What the task requires: The complete set of records below must be repeated precisely as given.

──────── Extracted entries

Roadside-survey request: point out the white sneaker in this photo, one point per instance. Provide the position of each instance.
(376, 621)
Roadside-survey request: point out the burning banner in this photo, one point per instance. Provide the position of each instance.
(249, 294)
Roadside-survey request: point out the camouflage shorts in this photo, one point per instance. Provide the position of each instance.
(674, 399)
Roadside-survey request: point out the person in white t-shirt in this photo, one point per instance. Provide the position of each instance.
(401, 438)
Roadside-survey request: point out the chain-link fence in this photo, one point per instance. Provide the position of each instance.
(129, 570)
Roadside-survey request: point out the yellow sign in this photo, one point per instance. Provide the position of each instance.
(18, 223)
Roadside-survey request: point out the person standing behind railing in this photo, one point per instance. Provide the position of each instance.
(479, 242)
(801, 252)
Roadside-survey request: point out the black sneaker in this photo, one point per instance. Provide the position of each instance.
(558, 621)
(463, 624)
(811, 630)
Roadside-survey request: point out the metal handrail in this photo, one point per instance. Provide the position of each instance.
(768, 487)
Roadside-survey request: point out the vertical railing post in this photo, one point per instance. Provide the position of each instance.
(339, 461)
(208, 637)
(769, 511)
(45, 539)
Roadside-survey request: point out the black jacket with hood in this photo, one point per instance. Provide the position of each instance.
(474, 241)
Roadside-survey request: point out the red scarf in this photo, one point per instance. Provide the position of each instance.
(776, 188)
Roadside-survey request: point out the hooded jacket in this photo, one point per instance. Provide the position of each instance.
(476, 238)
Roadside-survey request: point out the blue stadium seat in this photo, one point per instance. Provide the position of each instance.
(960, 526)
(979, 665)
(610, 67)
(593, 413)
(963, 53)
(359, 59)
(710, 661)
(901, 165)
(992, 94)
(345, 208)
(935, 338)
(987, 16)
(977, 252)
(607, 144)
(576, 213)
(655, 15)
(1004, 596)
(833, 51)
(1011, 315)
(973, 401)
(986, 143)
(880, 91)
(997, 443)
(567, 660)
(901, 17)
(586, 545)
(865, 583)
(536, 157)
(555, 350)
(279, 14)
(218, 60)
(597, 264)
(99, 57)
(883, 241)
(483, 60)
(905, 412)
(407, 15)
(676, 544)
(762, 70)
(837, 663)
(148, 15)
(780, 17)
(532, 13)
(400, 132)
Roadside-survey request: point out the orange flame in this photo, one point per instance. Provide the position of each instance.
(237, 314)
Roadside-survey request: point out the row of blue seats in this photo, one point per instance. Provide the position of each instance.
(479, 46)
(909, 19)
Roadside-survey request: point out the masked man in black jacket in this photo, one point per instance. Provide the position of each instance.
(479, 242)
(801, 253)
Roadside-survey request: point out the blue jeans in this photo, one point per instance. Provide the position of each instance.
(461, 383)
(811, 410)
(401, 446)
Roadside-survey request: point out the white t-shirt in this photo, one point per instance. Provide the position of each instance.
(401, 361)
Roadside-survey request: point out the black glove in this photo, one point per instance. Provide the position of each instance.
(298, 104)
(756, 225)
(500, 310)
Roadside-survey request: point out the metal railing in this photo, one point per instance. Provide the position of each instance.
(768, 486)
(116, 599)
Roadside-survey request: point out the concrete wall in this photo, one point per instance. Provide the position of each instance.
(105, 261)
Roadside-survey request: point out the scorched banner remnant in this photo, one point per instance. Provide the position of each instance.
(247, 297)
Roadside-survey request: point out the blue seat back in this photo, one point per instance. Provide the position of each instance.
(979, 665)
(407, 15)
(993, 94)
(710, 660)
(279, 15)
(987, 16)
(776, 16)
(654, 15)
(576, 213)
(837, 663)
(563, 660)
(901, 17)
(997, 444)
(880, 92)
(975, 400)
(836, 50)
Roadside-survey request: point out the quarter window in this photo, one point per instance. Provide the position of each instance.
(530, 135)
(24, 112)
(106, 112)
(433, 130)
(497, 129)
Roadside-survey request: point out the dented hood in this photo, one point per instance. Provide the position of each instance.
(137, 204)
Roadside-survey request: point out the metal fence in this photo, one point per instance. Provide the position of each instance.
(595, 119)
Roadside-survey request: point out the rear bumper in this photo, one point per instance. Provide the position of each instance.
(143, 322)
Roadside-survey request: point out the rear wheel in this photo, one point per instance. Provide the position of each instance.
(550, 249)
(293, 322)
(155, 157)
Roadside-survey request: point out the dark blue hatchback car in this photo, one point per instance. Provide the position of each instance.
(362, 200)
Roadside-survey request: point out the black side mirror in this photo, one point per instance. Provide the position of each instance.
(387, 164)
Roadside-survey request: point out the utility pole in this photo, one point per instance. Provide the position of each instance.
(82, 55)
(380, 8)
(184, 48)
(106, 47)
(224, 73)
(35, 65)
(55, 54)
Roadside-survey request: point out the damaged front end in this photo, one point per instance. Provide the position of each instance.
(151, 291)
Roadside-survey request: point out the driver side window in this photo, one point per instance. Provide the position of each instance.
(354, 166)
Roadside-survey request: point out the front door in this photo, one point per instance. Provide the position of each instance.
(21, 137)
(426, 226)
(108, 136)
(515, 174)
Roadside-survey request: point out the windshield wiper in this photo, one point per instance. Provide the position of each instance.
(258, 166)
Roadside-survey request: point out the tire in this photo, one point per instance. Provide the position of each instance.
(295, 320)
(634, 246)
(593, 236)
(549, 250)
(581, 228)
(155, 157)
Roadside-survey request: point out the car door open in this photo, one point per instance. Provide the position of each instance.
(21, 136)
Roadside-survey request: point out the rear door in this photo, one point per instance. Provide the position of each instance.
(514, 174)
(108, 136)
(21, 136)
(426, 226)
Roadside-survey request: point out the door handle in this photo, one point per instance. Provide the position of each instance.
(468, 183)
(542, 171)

────────────────

Task answer:
Roadside-survey request: point out the white sneaker in this photo, one point per instance. Provide the position of each instance.
(376, 621)
Roadside-survey request: point out the burning banner in this photo, one point per instance. Provide the position of each instance.
(249, 294)
Roadside-survey request: point out the camouflage shorts in this photo, one point per instance. Provide the position of each instance.
(674, 399)
Roadside-survey request: point out the person in white t-shirt in this photo, one point per instance. Provide the position of each instance.
(401, 438)
Roadside-survey request: point out the chain-link fence in this photo, one point per instance. Provide the position of each instance.
(129, 570)
Roadside-survey request: point out the yellow sign in this photo, one point per instance. Provide the position of each instance.
(18, 223)
Roadside-survey request: point out the person standing behind railing in this photo, one point per instance. Provide the position of each instance.
(479, 242)
(801, 252)
Roadside-survey request: point out the black sneaker in this photo, one point per instance. Provide the position of each instance.
(558, 621)
(463, 624)
(811, 630)
Roadside-survey request: point out the metal handrail in this photo, one point per instance. Provide the position of each instance.
(768, 487)
Roadside-survey request: point out the vertical railing post in this photo, one point per instance. Provide the position of each instance.
(339, 461)
(208, 637)
(769, 511)
(45, 539)
Roadside-survey request: point out the black jacket with hood in this photo, one point per instance. Provide the position of each instance.
(474, 241)
Roadside-survey request: point out the red scarf in this photo, one point per instance. Provide the position of each instance.
(776, 188)
Roadside-survey request: point out the hooded jacket in this photo, one point per instance. Provide the position of each instance.
(476, 238)
Roadside-survey request: point out the blue stadium seat in this photo, one point per instance. Provide the position of each instance.
(960, 526)
(979, 665)
(610, 67)
(593, 413)
(963, 53)
(359, 59)
(710, 661)
(901, 165)
(992, 94)
(345, 208)
(935, 338)
(987, 16)
(977, 252)
(607, 144)
(576, 213)
(655, 15)
(1004, 596)
(833, 51)
(1011, 315)
(973, 401)
(986, 143)
(880, 91)
(997, 443)
(567, 660)
(901, 17)
(586, 545)
(865, 583)
(536, 157)
(555, 350)
(279, 14)
(218, 60)
(597, 264)
(99, 57)
(883, 241)
(483, 60)
(905, 412)
(407, 15)
(676, 544)
(762, 70)
(837, 663)
(148, 15)
(780, 17)
(532, 13)
(400, 132)
Roadside-survey request: point out the orange flame in this photo, one point per instance. Provide the position of each instance.
(237, 314)
Roadside-survey request: point out the row of blue seats in this photo, one point per instance. Provide the position of each instance.
(479, 46)
(909, 19)
Roadside-survey request: point out the masked man in black jacket in this photo, one point per instance. Provide the position of each instance.
(479, 242)
(801, 253)
Roadside-survey request: point out the blue jeans in this photo, one point per instance. Provide the position of each instance.
(461, 383)
(811, 410)
(401, 446)
Roadside-survey request: point out the white t-shirt in this photo, one point per instance. Provide the position of each instance.
(401, 361)
Roadside-survey request: point out the black glove in this photo, one point per instance. Provide the position of each instance.
(298, 104)
(756, 225)
(500, 310)
Roadside-survey request: point out the metal railing in this photo, one point per instance. Provide the position of each instance.
(768, 486)
(116, 599)
Roadside-survey request: point out the concrete wall in this photo, one point per instance. Provide the position of each instance.
(105, 261)
Roadside-survey request: point out the scorched banner remnant in this photo, one point per instance. Provide the position of each instance.
(247, 297)
Roadside-survey request: point out the blue seat back in this photo, one point per instance. Provide the position of each instance.
(979, 665)
(407, 15)
(993, 94)
(710, 660)
(279, 15)
(987, 16)
(776, 16)
(654, 15)
(576, 213)
(837, 663)
(563, 660)
(901, 17)
(997, 444)
(880, 92)
(975, 400)
(836, 50)
Roadside-survey request: point out the quarter window in this photo, one point per instance. Provide the position of each instance.
(530, 135)
(24, 112)
(106, 112)
(433, 130)
(497, 129)
Roadside-survey request: point out the dented hood in this photo, one point per instance. Provide the position of each instance.
(137, 204)
Roadside-survey request: point out the metal fence in this photo, one point per instance. Provide the position of each instance.
(595, 119)
Roadside-survey request: point out the rear bumper in this photo, one point per instance. Provide the position of each instance.
(143, 322)
Roadside-survey request: point out the rear wheel in this photo, one point per instance. Provide the position of each instance.
(550, 249)
(293, 322)
(155, 157)
Roadside-survey request: point out the dark blue hatchback car in this photo, one point per instance. Provide the position of each instance.
(362, 200)
Roadside-survey request: point out the black side mirror in this photo, one point per instance. Provide the position of each instance.
(387, 164)
Roadside-survey request: point out the utility pole in this photo, one point per instance. Provide the position of each instance.
(82, 55)
(380, 8)
(184, 48)
(106, 47)
(224, 73)
(35, 65)
(55, 54)
Roadside-survey request: point out the damaged front end in this photo, one point per instance. Provide the position of each instance.
(151, 291)
Roadside-survey request: point out the driver side window in this photo, one point per instance. Provide the position of each instance.
(354, 166)
Roadside-survey request: point out the front door in this photo, one point per instance. Provide the position of each instance.
(21, 137)
(426, 226)
(108, 136)
(515, 174)
Roadside-survey request: point out the windshield wiper in this photo, one point per instance. Provide the position of each instance.
(258, 166)
Roadside-survey request: point out the tire in this photo, one point per instance. Provide the position of each instance.
(295, 320)
(634, 246)
(593, 236)
(549, 250)
(581, 228)
(155, 157)
Roadside-survey request: point out the car door open in this photo, one point per instance. Provide the position of each instance.
(21, 136)
Roadside-survey request: point out the rear door in this photo, one point per instance. Provide the position of each instance.
(514, 174)
(108, 136)
(21, 136)
(426, 226)
Roadside-survey request: point out the door handle in this photo, one point per instance. Provide the position of each instance.
(468, 183)
(542, 171)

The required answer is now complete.